Given problem: Print the portion of the text-graphics segmentation passage between "With the advances" and "of the documents.", inclusive, word for word.

Source passage:
=======

This paper presents a segmentation method, integrating judiciously the merits of rough-fuzzy computing and multiresolution image analysis technique, for documents having both text and graphics regions. It assumes that the text and non-text or graphics regions of a given document are considered to have different textural properties. The M-band wavelet packet analysis and rough-fuzzy-possibilistic c-means are used for text-graphics segmentation problem. The M-band wavelet packet is used to extract the scale-space features, which offers a huge range of possibilities of scale-space features for document image and is able to zoom it onto narrow band high frequency components. A scale-space feature vector is thus derived, taken at different scales for each pixel in an image. However, the decomposition scheme employing M-band wavelet packet leads to a large number of redundant features. In this regard, an unsupervised feature selection method is introduced to select a set of relevant and non-redundant features for text-graphics segmentation problem. Finally, the rough-fuzzy-possibilistic c-means algorithm is used to address the uncertainty problem of document segmentation. The whole approach is invariant under the font size, line orientation, and script of the text. The performance of the proposed technique, along with a comparison with related approaches, is demonstrated on a set of real life document images.

Graphical abstract

Introduction

With the advances in information technology, automated processing of documents has become an imperative need. As the world moves closer to the concept of the paperless office, more and more communication and storage of documents are performed digitally. In this background, there is a great demand for software that automatically extracts, analyzes, and stores information from physical documents for later retrieval. However, the documents in digitized form require a large amount of storage space, after being compressed using advanced techniques. Text-graphics segmentation partitions a document image into distinct regions corresponding to the text and non-text parts. In effect, it facilitates efficient searching and storage of text parts of the documents.

Many techniques have been proposed to segment the document image into text and non-text regions [1], [2]. Most popular among them are top-down and bottom-up approaches. The top-down techniques are based on the difference in contrast between the foreground and background to split the document into columns, paragraphs, text lines, and may be in words. Projection profiles [3], [4] are popular top-down approaches that work by identifying the white spaces by vertical and horizontal projections. On the other hand, bottom-up methods, which are similarity based document segmentation approaches, tend to cluster pixels with similar intensities to obtain higher level descriptions. The run length smoothing algorithm [5], [6] is an example of bottom-up approach, which applies region growing approach to detect text regions. The Docstrum proposed in [7] is another bottom-up method, which groups connected components of the same type using nearest neighbor information, starting from the pixel level to obtain higher level descriptions of the document such as words, text lines, paragraphs, and so on. Each of these methods assumes rectangular blocks of text and graphics, and is sensitive to different textural properties such as font size, text line orientation, and inter-character spacing. Hence, these methods are not effective when any a priori knowledge about the content and attributes of the document image is unavailable.

=======

Data listing:
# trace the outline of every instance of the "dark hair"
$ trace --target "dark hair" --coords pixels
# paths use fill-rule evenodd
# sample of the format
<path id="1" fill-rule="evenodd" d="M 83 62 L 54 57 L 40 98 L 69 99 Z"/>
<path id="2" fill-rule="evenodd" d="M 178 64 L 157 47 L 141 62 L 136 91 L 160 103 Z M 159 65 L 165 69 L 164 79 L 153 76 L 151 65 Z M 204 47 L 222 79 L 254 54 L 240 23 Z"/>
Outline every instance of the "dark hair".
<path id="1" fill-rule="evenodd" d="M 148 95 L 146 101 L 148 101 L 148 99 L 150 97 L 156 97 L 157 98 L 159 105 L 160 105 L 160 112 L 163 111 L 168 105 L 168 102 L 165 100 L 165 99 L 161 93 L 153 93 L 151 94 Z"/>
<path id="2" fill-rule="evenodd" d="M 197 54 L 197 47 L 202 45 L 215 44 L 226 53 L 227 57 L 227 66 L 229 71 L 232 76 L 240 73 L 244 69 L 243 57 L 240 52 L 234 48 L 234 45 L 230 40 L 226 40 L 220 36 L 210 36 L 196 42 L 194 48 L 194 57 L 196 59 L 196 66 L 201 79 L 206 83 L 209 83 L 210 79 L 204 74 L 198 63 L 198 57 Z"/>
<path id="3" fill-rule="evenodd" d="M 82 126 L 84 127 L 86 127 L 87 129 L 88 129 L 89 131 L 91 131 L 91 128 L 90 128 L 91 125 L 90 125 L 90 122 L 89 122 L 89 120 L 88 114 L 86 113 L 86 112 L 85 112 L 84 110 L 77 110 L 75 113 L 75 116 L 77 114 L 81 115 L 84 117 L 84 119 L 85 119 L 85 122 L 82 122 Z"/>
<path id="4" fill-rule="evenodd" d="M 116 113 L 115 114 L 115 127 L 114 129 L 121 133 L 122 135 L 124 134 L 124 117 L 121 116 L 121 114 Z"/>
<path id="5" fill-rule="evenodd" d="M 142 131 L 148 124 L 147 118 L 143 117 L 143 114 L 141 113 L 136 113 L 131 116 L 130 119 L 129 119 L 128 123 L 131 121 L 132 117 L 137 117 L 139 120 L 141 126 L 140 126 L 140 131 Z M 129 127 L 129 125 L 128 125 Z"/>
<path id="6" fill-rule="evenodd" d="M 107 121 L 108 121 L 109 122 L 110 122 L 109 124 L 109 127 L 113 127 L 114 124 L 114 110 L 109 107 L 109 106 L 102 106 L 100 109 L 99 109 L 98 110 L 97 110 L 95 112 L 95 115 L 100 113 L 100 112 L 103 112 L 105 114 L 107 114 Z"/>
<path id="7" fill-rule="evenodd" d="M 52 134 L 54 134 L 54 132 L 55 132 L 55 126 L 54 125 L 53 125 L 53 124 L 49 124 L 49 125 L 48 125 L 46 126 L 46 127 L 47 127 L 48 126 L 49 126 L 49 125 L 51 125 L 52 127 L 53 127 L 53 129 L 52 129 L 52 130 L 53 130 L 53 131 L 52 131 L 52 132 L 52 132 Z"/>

=======

The answer:
With the advances in information technology, automated processing of documents has become an imperative need. As the world moves closer to the concept of the paperless office, more and more communication and storage of documents are performed digitally. In this background, there is a great demand for software that automatically extracts, analyzes, and stores information from physical documents for later retrieval. However, the documents in digitized form require a large amount of storage space, after being compressed using advanced techniques. Text-graphics segmentation partitions a document image into distinct regions corresponding to the text and non-text parts. In effect, it facilitates efficient searching and storage of text parts of the documents.